====== DATA TO USE

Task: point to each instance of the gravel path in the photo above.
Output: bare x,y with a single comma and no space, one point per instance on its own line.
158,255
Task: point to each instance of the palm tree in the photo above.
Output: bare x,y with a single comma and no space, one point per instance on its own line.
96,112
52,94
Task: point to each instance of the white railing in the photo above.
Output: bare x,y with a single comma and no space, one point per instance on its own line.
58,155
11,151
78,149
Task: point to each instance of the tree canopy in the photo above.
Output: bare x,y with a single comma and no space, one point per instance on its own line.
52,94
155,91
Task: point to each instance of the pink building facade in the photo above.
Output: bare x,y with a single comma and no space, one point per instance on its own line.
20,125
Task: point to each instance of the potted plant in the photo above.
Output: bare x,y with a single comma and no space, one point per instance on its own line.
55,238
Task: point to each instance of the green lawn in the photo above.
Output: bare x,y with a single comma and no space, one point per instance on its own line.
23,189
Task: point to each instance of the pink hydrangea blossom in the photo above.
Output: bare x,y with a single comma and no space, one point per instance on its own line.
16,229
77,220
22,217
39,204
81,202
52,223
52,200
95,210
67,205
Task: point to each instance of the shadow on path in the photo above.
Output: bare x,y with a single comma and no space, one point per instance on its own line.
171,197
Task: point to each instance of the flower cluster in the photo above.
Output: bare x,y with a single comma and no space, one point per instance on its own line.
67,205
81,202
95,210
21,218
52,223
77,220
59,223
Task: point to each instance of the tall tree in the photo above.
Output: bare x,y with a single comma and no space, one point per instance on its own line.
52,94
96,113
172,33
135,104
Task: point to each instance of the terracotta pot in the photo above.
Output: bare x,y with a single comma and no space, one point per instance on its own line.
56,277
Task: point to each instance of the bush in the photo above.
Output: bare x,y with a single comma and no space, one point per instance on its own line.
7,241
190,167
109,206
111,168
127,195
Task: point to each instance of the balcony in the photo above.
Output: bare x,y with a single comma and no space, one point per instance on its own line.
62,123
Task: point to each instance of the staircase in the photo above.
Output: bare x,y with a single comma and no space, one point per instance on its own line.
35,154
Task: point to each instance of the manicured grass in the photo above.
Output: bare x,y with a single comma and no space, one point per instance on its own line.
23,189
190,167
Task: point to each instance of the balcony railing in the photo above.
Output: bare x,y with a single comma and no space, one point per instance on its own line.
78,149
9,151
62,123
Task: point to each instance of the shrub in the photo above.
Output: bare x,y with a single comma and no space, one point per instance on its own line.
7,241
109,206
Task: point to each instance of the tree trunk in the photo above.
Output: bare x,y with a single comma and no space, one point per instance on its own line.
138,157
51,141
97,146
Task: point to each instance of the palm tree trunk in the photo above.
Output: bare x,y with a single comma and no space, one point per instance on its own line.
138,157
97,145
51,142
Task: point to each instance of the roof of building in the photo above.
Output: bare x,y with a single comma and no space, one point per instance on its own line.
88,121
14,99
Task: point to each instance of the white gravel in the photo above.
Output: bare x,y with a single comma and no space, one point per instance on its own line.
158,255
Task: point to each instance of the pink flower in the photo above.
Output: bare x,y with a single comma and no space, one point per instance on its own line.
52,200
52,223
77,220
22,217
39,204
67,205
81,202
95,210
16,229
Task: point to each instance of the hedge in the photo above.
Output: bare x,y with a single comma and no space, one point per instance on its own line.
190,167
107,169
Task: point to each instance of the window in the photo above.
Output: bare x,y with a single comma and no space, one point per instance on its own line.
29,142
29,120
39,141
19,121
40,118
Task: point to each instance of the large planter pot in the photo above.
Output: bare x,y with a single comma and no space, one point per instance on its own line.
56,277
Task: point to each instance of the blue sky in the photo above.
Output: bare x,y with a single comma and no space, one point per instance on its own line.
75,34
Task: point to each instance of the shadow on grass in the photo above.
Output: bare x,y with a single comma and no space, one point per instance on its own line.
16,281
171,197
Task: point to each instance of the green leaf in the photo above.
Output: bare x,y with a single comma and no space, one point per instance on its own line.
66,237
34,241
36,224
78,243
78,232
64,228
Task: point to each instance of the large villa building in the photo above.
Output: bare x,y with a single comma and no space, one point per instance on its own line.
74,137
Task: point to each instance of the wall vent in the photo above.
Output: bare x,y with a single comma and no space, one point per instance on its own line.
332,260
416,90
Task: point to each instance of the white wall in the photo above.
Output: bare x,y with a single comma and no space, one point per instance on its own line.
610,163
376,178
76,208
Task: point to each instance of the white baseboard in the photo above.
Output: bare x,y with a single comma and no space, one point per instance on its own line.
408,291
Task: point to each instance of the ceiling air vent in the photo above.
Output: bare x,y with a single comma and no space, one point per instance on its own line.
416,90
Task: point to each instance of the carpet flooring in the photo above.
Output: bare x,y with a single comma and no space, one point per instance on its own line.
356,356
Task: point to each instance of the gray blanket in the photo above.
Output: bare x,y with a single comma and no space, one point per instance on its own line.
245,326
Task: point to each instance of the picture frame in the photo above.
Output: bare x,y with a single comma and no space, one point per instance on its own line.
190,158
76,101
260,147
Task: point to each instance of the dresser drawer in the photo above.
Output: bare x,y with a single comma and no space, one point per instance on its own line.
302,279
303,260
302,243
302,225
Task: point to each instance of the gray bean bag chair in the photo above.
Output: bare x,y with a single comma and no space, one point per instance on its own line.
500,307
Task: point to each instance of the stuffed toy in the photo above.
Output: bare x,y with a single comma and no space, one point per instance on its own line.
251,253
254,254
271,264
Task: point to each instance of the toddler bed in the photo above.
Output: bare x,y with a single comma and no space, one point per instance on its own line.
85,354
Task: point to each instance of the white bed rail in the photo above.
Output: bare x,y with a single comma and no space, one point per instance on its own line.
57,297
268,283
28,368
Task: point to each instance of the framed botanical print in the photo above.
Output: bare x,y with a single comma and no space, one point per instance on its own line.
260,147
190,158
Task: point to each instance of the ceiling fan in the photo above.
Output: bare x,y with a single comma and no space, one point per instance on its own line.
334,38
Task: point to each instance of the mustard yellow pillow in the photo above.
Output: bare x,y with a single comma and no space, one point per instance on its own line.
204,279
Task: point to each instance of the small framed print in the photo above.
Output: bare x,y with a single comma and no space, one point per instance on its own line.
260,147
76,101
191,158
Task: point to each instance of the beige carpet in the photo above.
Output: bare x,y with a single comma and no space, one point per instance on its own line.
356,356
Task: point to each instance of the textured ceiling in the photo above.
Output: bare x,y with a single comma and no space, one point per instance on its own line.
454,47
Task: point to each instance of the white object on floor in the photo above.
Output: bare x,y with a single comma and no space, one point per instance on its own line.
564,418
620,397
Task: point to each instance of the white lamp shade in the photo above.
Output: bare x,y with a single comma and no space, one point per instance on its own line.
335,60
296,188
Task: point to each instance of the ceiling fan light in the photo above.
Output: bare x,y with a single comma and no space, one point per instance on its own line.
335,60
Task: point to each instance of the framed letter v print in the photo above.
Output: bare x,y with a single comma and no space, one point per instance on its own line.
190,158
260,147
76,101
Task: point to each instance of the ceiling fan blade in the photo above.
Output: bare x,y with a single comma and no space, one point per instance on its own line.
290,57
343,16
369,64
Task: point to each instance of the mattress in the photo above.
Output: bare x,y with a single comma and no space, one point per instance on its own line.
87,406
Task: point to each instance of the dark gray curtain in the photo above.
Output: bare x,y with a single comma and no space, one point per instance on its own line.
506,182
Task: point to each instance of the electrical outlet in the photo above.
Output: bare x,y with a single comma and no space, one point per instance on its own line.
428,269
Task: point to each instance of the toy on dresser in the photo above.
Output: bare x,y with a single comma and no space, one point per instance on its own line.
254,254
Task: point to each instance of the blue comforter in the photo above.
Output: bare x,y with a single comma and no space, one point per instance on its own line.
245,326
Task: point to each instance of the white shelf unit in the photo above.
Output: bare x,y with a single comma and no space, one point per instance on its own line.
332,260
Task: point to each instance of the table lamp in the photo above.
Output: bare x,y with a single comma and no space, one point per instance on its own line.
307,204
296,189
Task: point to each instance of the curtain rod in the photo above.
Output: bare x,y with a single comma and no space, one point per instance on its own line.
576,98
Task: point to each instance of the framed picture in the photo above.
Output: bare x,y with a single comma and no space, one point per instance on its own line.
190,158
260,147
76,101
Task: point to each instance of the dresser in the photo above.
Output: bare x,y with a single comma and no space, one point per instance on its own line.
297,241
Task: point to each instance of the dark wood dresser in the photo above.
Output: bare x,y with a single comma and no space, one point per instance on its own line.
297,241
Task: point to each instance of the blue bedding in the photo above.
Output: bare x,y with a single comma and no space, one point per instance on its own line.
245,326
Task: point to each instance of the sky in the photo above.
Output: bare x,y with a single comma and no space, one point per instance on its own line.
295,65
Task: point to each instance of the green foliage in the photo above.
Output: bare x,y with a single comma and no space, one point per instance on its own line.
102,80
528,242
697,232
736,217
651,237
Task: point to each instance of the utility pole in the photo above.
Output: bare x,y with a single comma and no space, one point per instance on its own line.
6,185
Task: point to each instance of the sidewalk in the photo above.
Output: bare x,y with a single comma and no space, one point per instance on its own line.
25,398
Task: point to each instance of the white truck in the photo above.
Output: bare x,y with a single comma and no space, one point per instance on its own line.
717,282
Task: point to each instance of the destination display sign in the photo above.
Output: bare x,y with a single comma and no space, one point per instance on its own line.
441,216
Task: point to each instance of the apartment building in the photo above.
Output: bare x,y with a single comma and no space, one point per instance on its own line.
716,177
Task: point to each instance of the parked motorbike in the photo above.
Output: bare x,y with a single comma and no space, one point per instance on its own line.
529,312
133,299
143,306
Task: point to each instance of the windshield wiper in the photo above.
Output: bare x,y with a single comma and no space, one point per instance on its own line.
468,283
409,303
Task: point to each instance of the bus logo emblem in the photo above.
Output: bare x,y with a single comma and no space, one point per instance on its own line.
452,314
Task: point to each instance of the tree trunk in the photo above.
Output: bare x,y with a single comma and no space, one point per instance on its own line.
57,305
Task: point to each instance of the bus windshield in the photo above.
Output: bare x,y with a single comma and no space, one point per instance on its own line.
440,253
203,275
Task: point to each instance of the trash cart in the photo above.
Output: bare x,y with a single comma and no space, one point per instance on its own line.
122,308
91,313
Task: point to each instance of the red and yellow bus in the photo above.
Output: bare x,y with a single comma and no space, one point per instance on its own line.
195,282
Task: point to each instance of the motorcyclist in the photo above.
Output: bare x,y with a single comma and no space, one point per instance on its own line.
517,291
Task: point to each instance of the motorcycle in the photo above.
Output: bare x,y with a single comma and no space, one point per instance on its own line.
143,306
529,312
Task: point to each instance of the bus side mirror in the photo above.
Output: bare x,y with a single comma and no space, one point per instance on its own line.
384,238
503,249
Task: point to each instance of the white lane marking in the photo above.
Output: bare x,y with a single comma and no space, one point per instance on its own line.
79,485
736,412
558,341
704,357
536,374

============

**EXERCISE BRIEF**
Locate the line with "Task: point to each instance of the bus windshield" in the entries above; extract it and every line after it, verbatim.

**ANSWER FOR THIS EXERCISE**
Task: point to each instance of the bus windshield in the photo above.
Output: bare x,y with a single comma and no space, one point per instance on its own line.
440,253
203,275
Task: point to each instance of the trash cart in the photo above.
Output: bare x,y with a single comma and no space, one point per instance on its own line.
122,308
91,313
Task: point to each instance of the red and yellow bus in the photo above.
Output: bare x,y with a single comma and no space, one point per instance on its own line.
195,282
Task: point to each instance of the motorcyclist in the photo above.
Output: bare x,y with a single comma and no space, one point per instance on its own line.
517,291
Task: point to each instance of the motorcycle in the photo above.
Output: bare x,y with a single comma and no space, one point per instance on its own line.
143,306
529,312
Task: point to each instance of the bus side mirror in the photo above.
Output: bare x,y with a single comma and no space, one point per instance on its own line.
384,238
503,249
Task: point to each instance of the white lane marking in the photo above.
Output: bare x,y with a single comma and no space, one point per instance on its own line.
79,485
736,412
558,341
704,357
536,374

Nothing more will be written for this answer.